◆ TASK STATEMENT ◆
Rewrite the material from the line with "Please outline the white awning" up to and including the line with "0,498 -> 1288,854", putting "choppy" in place of "rippled" and keeping everything else the same.

╭─ EXTRACTED RECORDS

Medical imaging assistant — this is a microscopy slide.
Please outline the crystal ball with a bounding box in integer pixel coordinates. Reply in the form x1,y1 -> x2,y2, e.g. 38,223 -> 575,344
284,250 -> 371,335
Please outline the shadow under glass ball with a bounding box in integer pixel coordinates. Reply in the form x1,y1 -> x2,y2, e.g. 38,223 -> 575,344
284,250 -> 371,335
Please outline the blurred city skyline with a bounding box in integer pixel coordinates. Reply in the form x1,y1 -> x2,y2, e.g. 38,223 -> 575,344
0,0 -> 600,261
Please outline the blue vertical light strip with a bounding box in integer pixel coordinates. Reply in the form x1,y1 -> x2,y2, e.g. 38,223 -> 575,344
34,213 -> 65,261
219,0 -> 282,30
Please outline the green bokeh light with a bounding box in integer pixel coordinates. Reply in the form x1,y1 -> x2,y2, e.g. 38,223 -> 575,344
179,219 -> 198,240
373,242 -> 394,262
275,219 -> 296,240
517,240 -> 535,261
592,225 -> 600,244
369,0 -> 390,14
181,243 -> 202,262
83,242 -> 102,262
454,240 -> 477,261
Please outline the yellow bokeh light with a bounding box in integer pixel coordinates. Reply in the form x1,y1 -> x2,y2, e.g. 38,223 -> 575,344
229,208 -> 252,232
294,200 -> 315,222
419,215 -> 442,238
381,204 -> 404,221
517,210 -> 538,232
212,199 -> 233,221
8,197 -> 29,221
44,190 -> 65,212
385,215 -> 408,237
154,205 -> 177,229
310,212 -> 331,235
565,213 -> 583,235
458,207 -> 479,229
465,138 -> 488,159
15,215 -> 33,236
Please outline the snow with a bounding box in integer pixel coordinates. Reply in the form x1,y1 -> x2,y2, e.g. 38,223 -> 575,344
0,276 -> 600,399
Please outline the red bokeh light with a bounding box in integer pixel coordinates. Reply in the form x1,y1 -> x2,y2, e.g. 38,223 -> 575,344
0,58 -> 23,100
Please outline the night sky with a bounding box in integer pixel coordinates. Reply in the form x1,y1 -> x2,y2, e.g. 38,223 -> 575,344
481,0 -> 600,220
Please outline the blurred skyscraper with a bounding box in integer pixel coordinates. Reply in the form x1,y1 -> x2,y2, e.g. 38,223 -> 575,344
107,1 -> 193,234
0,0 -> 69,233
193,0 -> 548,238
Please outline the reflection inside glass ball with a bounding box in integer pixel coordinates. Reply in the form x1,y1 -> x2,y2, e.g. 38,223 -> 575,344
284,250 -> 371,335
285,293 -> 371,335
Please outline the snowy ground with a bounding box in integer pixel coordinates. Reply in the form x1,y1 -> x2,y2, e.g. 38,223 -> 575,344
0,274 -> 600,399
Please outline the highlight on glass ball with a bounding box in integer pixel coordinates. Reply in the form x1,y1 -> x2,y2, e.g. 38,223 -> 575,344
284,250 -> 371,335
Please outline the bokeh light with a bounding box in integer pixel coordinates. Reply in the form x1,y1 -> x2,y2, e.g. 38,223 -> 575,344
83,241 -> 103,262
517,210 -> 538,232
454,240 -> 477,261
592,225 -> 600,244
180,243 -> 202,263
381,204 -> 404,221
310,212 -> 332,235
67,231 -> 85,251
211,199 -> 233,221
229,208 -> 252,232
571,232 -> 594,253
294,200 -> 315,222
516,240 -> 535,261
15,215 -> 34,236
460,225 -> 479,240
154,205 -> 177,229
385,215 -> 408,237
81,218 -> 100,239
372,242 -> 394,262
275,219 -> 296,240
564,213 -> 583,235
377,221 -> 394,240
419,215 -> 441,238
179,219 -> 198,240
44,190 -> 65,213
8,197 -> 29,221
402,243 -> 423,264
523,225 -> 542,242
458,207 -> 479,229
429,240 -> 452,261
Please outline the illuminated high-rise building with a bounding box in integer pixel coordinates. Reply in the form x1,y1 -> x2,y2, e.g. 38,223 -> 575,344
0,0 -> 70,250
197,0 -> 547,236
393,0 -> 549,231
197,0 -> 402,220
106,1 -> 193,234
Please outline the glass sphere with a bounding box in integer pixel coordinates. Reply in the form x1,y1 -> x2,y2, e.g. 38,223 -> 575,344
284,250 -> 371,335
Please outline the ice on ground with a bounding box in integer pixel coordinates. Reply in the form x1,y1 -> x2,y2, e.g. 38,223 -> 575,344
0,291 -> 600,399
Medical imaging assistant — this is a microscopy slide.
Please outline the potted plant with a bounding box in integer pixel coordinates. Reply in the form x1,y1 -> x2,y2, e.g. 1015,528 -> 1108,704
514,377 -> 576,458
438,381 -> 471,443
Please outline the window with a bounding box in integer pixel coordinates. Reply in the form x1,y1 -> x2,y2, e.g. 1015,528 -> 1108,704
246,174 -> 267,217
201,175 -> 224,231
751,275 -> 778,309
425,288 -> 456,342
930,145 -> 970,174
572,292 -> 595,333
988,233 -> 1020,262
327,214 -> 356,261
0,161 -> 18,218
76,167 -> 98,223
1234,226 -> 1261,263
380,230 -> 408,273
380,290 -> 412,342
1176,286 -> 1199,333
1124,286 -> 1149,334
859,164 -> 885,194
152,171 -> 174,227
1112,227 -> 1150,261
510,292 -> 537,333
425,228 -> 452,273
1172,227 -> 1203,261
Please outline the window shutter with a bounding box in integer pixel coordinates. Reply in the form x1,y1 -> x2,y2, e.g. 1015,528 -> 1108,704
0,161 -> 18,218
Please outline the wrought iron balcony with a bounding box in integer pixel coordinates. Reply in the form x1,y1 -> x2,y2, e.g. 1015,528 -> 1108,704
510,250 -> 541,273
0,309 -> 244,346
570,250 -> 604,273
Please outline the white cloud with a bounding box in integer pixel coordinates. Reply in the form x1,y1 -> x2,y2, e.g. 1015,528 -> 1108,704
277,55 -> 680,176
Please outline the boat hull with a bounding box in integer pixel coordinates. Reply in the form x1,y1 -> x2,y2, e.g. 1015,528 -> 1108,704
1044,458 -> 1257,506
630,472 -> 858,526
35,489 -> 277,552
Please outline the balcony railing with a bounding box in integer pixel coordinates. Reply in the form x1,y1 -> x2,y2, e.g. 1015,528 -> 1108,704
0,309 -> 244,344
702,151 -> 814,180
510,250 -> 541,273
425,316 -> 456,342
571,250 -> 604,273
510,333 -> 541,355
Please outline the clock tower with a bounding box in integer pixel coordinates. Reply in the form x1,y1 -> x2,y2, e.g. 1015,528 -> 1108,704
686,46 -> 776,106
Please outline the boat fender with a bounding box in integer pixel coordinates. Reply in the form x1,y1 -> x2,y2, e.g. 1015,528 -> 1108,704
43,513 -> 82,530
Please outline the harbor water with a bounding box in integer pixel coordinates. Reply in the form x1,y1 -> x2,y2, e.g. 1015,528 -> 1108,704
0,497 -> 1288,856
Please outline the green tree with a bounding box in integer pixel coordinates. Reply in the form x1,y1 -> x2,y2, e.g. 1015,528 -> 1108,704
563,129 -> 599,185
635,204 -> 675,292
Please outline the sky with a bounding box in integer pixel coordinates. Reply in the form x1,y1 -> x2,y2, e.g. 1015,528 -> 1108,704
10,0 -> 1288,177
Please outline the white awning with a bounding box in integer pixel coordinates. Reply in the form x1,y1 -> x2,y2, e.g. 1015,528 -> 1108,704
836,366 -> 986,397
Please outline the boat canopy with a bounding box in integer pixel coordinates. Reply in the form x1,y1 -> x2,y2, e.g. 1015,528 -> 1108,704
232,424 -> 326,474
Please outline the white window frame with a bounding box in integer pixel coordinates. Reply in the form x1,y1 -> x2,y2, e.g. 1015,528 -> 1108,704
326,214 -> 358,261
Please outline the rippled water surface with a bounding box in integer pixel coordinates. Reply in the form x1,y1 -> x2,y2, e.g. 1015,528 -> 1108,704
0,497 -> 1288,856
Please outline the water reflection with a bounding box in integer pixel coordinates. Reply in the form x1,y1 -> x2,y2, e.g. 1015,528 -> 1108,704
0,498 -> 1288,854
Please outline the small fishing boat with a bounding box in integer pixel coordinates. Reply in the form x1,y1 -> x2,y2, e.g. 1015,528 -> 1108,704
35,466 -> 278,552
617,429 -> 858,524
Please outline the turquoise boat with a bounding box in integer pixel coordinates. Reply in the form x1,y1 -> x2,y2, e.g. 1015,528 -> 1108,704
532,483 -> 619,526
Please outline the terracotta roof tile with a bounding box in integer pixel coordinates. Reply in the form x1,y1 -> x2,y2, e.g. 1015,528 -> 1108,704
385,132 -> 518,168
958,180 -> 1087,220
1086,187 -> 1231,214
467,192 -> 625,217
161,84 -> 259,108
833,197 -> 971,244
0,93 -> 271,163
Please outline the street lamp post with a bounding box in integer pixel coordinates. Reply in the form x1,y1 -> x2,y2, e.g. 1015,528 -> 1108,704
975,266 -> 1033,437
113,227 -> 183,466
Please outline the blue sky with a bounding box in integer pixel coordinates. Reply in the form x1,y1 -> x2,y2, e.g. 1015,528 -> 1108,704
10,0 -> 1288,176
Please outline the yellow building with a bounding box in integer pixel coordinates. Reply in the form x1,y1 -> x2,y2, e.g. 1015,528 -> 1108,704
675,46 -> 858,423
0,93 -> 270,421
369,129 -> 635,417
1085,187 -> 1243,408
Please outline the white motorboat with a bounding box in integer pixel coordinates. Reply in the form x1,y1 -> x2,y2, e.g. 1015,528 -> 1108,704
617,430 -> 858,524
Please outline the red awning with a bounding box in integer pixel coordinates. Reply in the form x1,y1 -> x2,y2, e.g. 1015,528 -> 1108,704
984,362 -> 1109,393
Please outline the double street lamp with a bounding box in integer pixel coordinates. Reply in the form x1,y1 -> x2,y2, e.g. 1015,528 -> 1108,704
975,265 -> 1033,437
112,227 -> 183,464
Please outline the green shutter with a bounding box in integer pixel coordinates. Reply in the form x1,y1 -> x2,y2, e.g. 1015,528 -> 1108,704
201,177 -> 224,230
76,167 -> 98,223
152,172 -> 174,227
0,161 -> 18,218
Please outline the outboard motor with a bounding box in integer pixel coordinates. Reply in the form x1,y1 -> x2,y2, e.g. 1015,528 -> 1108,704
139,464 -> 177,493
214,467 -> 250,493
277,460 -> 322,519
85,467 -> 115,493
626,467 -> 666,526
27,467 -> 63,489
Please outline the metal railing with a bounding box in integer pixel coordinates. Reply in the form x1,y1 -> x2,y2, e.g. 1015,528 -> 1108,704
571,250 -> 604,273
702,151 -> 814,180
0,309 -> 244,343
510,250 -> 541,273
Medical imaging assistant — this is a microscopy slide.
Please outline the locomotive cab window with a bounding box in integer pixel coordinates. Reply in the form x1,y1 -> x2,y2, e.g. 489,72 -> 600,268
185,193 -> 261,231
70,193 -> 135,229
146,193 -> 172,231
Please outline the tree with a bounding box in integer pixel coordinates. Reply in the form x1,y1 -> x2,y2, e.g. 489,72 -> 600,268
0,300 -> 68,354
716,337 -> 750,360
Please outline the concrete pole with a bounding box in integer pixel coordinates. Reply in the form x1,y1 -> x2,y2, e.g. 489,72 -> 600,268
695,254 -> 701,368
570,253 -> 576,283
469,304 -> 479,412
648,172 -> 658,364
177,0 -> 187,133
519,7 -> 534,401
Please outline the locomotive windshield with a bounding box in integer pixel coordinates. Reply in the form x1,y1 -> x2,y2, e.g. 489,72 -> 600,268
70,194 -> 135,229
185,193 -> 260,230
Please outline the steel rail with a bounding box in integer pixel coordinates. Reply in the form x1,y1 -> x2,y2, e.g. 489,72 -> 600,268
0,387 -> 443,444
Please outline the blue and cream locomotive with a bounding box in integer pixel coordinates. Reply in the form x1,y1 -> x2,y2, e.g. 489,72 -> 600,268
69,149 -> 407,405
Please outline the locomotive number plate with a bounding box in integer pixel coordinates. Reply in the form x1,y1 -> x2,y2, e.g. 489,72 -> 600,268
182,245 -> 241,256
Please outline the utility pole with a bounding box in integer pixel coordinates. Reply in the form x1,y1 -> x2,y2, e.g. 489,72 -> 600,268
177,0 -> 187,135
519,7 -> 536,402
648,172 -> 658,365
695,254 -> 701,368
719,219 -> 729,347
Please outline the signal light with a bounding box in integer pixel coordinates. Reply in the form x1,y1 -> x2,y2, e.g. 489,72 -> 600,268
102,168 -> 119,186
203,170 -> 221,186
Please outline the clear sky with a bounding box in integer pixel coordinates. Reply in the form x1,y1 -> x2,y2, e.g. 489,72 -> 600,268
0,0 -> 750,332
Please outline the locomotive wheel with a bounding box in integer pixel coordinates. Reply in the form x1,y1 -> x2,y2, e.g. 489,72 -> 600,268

╰─

◆ RESULT OF THE TASK ◆
Please outline the white awning with a bounding box in integer pixel coordinates. Reply in the form x1,y1 -> x2,y2, e.g. 1015,528 -> 1108,704
836,366 -> 986,397
Please outline the boat canopy with a bounding box in integer pixel coordinates. Reply in the form x1,y1 -> x2,y2, e.g. 1015,528 -> 1108,704
232,424 -> 326,474
Please outline the white window frame with a bounding box in integer pixel coordinates. Reply in the form x1,y1 -> x2,y2, e.g. 1015,528 -> 1108,704
326,214 -> 358,261
Please outline the choppy water surface with a bounding box in integer pixel coordinates. Reply in the form x1,y1 -> x2,y2, e.g. 1015,528 -> 1108,704
0,497 -> 1288,856
Please outline the water reflection with a bounding box in integer pixel coordinates. Reply in the form x1,y1 -> x2,y2, e.g. 1015,528 -> 1108,704
0,498 -> 1288,854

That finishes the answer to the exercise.